Objective —
How many lines in the entries below contain the word "light"? Reply with the number alone.

Records supplied —
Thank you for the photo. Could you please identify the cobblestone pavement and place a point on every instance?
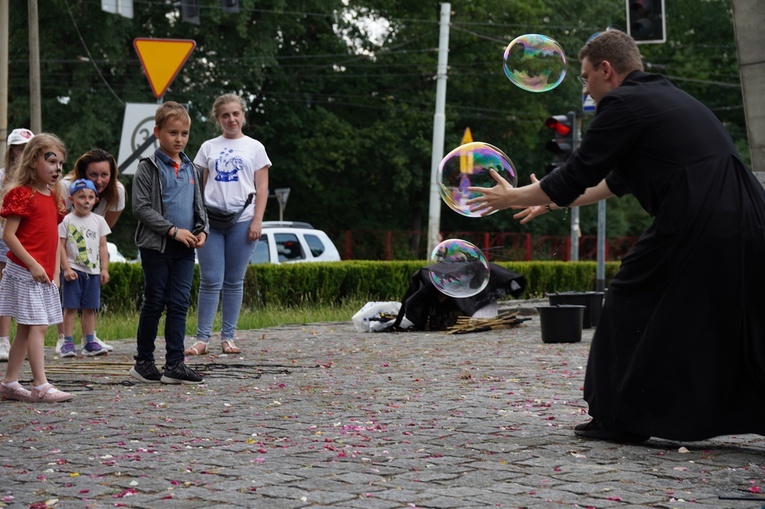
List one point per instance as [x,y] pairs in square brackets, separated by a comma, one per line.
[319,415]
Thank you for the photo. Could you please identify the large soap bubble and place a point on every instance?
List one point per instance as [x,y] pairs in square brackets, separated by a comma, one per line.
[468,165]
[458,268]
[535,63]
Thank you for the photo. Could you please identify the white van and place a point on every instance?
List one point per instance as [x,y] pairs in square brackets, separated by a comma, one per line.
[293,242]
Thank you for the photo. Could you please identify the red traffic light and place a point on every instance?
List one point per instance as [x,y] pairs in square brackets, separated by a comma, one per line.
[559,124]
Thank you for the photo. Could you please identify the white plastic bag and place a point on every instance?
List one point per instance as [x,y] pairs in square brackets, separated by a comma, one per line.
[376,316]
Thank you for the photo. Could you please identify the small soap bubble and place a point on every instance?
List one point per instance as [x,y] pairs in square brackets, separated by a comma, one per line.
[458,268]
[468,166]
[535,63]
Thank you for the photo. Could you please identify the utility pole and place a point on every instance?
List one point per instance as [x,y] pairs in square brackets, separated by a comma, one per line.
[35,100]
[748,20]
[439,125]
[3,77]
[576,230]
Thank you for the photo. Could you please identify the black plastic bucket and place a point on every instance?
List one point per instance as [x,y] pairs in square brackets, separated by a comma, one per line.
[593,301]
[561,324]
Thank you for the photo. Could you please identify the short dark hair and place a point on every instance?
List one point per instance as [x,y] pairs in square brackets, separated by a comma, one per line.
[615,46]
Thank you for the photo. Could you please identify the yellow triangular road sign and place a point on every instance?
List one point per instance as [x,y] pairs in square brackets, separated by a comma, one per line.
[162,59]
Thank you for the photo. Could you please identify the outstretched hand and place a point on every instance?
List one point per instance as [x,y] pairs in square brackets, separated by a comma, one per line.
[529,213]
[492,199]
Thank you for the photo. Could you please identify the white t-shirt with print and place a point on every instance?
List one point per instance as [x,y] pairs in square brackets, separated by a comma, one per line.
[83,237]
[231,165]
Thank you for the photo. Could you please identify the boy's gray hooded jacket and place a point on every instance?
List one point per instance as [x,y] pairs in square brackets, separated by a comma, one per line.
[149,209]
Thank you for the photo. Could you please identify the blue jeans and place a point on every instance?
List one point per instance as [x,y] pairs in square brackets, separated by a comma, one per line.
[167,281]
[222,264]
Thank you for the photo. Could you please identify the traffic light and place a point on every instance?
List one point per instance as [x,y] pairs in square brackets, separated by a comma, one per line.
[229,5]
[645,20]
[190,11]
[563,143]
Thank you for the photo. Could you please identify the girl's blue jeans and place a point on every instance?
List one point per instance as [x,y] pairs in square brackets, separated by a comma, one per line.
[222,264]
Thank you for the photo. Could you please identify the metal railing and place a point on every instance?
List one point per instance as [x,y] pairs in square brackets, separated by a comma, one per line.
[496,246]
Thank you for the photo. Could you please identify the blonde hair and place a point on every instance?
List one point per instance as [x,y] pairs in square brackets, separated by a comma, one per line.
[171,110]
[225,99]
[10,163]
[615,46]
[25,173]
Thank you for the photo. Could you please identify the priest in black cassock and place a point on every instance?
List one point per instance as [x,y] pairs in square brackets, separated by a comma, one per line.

* * *

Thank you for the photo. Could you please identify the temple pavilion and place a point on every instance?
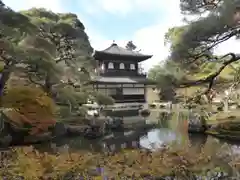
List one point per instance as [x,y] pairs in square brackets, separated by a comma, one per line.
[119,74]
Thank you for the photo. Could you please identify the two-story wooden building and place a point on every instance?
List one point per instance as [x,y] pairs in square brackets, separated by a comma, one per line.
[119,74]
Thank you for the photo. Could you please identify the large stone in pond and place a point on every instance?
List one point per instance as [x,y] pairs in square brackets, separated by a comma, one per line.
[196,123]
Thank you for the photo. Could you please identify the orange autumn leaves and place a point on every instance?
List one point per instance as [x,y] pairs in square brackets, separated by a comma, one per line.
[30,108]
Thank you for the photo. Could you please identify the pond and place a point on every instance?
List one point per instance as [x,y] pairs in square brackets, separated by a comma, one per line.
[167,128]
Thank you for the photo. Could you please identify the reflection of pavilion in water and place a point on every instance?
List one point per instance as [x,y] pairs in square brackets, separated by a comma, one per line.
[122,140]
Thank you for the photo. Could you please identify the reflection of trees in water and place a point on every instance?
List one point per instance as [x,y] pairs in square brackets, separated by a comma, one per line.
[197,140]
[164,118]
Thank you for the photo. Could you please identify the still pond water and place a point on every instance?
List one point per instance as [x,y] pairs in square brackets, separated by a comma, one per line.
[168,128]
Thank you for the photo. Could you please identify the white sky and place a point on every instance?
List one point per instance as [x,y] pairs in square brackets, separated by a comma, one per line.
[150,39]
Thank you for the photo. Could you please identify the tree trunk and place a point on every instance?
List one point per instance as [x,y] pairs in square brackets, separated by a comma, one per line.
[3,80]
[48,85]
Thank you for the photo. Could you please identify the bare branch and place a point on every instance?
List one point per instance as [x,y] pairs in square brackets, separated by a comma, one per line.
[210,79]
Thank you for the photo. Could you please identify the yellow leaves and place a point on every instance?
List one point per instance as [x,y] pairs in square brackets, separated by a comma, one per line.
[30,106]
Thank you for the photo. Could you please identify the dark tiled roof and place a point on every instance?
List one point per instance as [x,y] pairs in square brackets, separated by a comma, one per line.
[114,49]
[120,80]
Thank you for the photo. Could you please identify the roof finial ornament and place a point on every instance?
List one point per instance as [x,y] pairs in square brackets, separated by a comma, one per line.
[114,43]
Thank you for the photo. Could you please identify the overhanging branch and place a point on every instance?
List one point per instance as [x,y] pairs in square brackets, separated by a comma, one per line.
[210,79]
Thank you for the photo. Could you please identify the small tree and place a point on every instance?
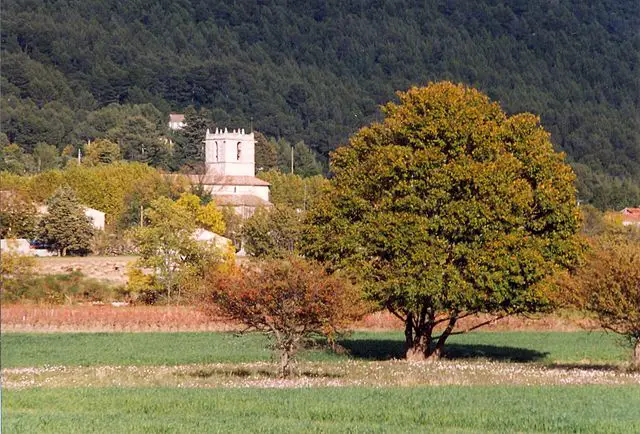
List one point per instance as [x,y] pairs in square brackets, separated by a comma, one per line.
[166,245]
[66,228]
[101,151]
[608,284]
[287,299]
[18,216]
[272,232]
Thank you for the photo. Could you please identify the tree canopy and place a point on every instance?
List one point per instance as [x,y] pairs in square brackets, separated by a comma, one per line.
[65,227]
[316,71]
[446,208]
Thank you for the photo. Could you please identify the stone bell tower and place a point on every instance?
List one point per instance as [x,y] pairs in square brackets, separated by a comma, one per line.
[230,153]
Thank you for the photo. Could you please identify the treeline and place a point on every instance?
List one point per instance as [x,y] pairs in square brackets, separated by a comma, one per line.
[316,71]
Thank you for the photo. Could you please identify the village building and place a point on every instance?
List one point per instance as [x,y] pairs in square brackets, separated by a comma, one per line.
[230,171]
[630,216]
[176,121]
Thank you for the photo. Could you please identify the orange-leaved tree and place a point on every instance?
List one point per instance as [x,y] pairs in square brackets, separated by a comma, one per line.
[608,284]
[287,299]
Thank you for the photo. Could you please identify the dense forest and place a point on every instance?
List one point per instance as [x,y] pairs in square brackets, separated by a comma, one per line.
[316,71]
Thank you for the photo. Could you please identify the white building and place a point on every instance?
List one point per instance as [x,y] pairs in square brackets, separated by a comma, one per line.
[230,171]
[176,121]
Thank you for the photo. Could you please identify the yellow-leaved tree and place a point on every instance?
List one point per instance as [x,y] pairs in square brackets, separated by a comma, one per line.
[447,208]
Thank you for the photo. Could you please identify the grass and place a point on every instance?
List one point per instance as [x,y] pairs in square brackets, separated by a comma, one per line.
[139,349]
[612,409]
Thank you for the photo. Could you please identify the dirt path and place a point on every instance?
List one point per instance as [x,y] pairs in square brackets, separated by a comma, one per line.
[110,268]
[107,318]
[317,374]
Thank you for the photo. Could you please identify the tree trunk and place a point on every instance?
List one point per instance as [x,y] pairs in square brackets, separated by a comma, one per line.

...

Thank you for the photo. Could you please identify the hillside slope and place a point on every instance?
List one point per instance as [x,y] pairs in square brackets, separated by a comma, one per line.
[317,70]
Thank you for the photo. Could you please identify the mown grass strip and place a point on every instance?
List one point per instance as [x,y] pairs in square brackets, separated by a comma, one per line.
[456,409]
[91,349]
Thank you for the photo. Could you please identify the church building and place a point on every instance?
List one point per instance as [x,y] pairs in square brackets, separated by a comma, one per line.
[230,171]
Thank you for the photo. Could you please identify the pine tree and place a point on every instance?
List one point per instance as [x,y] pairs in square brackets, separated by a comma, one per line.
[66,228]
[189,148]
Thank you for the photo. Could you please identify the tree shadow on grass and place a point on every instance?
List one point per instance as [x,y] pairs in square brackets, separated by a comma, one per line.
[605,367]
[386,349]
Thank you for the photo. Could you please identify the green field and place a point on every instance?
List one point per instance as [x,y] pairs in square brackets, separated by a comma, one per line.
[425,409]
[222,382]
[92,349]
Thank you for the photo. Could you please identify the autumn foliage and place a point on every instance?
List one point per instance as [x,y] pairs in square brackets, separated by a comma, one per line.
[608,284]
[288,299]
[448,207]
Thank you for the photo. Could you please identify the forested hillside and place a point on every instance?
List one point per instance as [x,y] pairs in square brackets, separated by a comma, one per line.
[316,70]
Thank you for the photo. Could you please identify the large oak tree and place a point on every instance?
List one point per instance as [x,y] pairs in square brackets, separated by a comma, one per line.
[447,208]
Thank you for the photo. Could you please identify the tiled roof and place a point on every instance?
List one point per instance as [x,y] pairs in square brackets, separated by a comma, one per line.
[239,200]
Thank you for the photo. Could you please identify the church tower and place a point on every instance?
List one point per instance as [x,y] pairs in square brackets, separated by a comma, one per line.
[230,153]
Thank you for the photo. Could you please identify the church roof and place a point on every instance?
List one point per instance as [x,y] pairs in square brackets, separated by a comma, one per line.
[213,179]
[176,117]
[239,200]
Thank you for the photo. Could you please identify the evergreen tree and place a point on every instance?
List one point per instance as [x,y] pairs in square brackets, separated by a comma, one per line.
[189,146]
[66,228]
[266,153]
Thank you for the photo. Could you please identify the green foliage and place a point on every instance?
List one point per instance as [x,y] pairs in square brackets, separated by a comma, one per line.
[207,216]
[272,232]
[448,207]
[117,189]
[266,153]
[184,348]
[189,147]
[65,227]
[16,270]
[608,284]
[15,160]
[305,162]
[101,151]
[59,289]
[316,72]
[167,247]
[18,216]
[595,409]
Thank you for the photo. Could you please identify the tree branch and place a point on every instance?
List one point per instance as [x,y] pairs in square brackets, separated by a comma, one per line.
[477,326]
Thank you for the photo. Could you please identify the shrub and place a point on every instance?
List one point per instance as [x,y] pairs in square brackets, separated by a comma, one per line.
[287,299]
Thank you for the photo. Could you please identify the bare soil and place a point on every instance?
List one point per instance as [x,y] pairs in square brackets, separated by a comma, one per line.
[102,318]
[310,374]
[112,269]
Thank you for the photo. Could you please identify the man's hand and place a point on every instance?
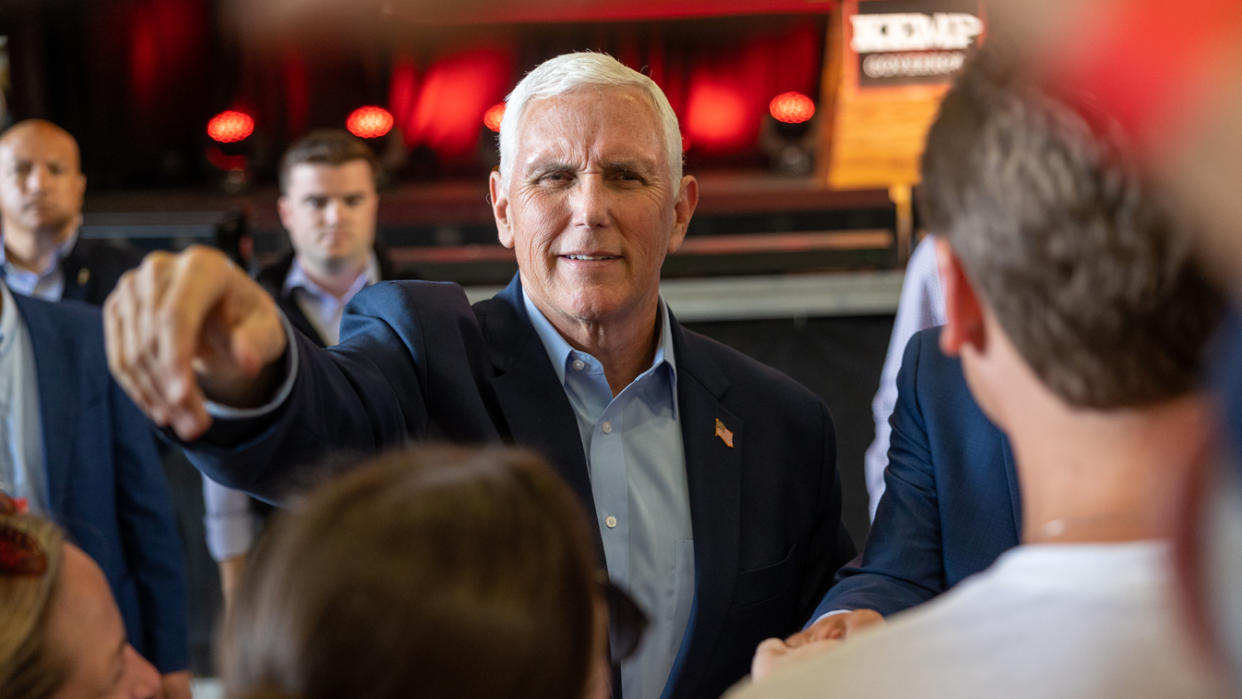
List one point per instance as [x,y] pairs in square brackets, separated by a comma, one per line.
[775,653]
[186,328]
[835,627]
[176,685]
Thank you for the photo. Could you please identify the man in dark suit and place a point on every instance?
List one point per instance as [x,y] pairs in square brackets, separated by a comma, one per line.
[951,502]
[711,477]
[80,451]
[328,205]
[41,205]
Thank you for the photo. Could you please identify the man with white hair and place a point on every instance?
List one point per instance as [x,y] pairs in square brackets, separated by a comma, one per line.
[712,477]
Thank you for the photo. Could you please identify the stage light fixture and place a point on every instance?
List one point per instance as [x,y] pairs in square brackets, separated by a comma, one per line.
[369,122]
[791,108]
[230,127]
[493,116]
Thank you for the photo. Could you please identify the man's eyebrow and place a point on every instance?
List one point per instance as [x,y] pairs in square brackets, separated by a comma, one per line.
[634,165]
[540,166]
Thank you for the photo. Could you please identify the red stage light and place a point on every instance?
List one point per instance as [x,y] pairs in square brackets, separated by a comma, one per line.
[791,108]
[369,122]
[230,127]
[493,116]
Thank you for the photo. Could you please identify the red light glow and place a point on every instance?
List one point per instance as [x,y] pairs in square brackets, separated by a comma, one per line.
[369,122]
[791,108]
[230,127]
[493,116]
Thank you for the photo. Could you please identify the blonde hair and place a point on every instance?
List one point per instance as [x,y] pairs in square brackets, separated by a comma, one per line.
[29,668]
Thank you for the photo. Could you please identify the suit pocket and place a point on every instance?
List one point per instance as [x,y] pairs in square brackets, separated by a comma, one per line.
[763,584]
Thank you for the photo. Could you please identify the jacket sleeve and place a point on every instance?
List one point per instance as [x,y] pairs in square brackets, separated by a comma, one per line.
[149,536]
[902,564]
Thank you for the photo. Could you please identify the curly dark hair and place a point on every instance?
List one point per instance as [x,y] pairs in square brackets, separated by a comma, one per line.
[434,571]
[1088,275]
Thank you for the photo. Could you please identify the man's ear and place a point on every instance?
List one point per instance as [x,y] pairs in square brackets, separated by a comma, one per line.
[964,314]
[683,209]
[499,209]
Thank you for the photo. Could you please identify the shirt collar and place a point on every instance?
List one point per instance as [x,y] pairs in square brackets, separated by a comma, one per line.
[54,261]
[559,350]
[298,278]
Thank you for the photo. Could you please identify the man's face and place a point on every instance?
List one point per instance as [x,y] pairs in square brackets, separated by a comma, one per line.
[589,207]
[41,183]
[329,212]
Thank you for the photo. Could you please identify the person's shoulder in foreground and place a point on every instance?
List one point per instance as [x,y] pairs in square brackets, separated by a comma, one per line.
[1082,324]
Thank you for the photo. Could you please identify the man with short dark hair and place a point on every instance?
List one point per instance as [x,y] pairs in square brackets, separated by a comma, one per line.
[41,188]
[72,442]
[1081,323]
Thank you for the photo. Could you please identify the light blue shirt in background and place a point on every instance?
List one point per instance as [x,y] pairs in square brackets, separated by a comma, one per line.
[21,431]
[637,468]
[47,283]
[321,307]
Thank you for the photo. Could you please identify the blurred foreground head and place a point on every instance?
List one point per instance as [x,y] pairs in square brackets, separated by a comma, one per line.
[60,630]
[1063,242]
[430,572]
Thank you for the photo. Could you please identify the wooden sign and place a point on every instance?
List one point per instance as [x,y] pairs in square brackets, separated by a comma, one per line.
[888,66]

Task result —
6